In the records below, find the line containing "Target: church bell tower"; copy exactly that line and all lines after it to the end, and nothing else.
(Records provided Opens)
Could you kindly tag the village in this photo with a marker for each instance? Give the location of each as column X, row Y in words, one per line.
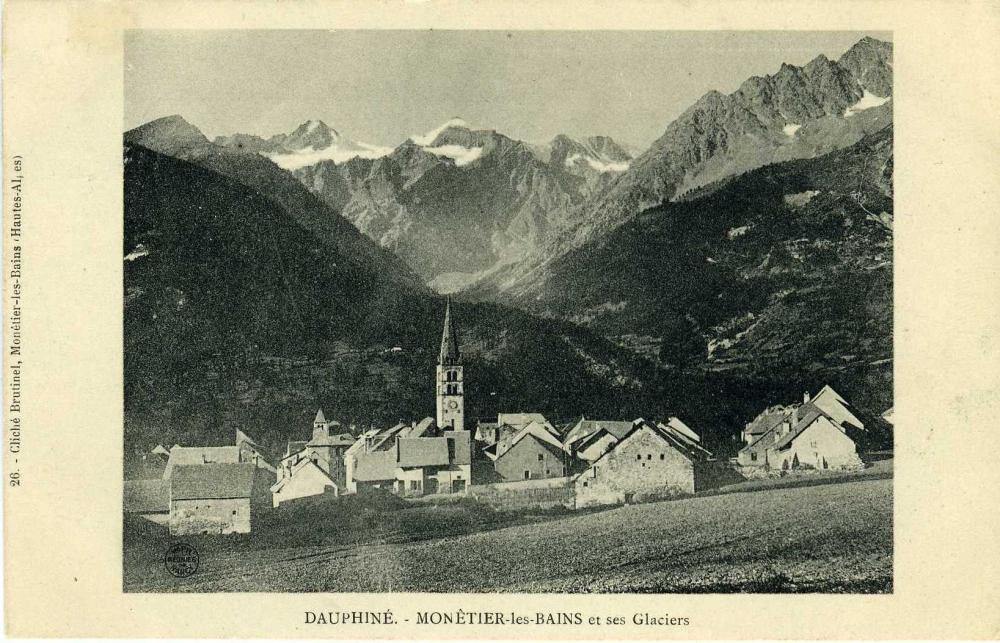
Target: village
column 519, row 460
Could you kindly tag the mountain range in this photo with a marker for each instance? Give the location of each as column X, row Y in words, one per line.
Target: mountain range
column 452, row 202
column 747, row 253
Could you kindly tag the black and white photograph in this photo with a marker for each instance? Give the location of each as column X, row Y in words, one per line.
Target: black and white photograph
column 490, row 311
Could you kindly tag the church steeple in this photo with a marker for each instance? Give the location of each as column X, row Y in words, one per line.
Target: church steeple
column 449, row 354
column 450, row 396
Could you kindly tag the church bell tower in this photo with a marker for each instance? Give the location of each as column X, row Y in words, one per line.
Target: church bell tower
column 450, row 404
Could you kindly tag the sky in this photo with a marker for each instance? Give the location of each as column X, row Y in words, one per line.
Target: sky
column 382, row 87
(Records provided Closes)
Response for this exercise »
Target: church bell tower
column 450, row 404
Could you kindly tag the sky in this photo with a marker for each instance? Give the location of each as column X, row Y in words, one per line.
Target: sky
column 382, row 87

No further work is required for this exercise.